> **Exercise goal**
Extract every line from the entries below that contains the string "airport", treating uppercase and lowercase letters as distinct.

> **Extracted information**
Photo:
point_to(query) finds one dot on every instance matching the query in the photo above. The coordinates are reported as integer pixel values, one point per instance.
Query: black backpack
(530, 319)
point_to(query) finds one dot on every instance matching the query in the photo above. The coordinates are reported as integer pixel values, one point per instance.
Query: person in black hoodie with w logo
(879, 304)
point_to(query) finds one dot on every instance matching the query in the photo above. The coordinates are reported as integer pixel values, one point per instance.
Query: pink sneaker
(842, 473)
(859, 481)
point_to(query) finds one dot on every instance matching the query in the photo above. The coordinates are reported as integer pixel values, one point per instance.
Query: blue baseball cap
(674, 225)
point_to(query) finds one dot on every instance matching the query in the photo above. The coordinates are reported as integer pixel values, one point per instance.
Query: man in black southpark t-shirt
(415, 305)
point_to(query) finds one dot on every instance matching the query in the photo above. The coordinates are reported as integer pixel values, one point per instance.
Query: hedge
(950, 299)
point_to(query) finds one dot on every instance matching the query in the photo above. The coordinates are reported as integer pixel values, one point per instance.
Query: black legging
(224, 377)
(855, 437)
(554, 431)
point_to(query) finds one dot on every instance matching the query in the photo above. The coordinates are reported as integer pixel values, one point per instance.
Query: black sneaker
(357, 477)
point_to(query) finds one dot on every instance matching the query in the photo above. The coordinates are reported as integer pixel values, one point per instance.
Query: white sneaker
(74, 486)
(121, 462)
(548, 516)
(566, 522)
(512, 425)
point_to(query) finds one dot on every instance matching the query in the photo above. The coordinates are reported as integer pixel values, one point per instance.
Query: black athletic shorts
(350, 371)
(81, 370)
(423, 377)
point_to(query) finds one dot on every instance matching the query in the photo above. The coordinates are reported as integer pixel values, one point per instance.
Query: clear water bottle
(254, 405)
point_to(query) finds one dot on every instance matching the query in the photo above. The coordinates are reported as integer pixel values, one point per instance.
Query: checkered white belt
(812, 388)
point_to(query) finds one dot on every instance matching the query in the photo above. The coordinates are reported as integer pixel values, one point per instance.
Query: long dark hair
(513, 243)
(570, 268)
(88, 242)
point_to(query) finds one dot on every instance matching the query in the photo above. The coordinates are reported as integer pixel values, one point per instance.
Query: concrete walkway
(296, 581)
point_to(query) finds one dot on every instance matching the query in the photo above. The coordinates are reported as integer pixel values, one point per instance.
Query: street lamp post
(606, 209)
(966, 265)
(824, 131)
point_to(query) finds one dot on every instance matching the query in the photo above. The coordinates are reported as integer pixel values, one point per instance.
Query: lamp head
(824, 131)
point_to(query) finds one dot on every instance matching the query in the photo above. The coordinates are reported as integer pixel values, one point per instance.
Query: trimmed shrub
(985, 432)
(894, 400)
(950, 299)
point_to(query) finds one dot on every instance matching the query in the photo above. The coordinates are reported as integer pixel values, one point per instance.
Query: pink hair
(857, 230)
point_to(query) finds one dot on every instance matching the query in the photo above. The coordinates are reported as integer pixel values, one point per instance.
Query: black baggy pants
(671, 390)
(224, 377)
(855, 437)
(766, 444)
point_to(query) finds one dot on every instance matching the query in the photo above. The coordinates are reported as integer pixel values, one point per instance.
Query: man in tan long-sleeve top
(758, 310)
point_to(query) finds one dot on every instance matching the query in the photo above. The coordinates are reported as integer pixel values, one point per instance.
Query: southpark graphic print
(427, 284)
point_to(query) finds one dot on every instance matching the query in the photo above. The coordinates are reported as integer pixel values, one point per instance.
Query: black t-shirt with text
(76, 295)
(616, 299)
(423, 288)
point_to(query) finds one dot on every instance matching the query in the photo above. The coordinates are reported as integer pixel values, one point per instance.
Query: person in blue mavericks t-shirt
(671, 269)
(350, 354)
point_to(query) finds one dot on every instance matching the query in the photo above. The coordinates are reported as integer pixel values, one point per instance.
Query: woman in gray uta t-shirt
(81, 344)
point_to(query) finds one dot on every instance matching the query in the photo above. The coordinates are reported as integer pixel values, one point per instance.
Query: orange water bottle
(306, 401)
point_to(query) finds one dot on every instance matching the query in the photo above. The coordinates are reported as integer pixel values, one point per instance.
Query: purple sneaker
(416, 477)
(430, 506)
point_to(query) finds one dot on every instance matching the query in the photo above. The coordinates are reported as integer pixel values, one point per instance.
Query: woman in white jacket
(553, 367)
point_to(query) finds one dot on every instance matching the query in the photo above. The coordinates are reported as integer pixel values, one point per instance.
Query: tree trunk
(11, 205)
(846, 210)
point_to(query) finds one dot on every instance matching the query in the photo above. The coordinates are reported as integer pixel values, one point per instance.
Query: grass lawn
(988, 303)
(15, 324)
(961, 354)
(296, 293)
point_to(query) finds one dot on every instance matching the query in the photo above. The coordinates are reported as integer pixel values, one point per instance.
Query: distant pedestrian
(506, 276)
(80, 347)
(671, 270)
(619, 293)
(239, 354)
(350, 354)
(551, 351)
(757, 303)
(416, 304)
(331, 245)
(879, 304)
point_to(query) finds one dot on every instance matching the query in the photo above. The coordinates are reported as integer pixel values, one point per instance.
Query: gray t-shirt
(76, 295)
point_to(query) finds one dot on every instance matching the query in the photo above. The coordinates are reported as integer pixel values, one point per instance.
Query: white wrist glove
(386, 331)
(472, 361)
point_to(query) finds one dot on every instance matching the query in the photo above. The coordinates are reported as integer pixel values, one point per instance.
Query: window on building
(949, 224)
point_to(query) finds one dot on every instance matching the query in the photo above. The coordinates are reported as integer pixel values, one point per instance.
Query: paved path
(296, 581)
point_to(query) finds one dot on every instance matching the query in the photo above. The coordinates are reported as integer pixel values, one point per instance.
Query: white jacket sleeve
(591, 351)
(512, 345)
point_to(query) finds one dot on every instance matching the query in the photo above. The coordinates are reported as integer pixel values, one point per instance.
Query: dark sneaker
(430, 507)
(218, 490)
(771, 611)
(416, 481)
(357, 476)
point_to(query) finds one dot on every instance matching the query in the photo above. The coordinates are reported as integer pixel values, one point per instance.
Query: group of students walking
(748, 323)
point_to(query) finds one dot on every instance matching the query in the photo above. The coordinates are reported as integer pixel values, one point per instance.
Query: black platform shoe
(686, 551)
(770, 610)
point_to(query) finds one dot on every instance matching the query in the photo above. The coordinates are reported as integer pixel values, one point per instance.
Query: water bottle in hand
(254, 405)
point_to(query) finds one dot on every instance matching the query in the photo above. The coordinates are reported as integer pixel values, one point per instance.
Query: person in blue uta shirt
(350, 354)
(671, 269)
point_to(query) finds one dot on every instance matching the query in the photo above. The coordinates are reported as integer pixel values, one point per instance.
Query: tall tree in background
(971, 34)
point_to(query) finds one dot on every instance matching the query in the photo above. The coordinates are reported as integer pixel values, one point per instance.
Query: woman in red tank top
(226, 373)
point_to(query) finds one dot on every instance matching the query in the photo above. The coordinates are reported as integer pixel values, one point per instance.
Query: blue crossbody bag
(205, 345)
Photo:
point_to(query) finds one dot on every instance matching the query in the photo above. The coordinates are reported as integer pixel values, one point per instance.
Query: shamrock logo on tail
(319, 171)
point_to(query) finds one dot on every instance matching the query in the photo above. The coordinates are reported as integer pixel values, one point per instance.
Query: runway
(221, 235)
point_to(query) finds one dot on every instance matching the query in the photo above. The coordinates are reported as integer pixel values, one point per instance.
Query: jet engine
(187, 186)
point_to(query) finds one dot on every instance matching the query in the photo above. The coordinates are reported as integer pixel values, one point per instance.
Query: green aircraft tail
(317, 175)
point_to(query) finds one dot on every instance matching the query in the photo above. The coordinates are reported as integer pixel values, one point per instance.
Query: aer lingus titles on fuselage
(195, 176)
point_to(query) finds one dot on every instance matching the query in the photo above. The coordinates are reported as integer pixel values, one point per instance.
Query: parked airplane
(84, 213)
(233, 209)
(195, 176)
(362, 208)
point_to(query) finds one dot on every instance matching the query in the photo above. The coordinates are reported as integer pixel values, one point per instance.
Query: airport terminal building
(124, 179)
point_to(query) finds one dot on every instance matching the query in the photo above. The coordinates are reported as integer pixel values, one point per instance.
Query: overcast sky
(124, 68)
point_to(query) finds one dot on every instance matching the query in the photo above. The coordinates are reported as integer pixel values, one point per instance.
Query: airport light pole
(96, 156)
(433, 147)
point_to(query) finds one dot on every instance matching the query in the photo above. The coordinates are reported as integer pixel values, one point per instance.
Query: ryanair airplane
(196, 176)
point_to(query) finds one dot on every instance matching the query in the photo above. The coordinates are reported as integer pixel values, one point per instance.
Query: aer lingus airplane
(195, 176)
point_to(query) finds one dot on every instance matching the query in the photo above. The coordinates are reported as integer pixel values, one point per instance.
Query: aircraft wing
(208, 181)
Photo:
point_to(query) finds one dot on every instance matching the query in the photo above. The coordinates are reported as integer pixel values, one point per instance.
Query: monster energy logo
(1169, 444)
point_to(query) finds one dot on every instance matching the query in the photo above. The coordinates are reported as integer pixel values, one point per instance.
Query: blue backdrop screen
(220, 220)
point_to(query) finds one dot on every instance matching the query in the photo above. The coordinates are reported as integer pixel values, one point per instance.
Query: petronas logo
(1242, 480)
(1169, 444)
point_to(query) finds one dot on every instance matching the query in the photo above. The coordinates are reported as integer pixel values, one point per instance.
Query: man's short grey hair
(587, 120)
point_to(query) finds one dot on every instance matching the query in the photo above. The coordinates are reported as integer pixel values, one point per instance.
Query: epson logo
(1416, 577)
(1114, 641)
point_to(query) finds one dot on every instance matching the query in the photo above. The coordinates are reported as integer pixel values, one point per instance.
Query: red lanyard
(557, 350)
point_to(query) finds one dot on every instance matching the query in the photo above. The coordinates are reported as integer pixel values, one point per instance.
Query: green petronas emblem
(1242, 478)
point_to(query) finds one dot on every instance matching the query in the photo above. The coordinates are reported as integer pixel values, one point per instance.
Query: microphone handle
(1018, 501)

> **Result for this task**
Query: airport terminal building
Query: airport light pole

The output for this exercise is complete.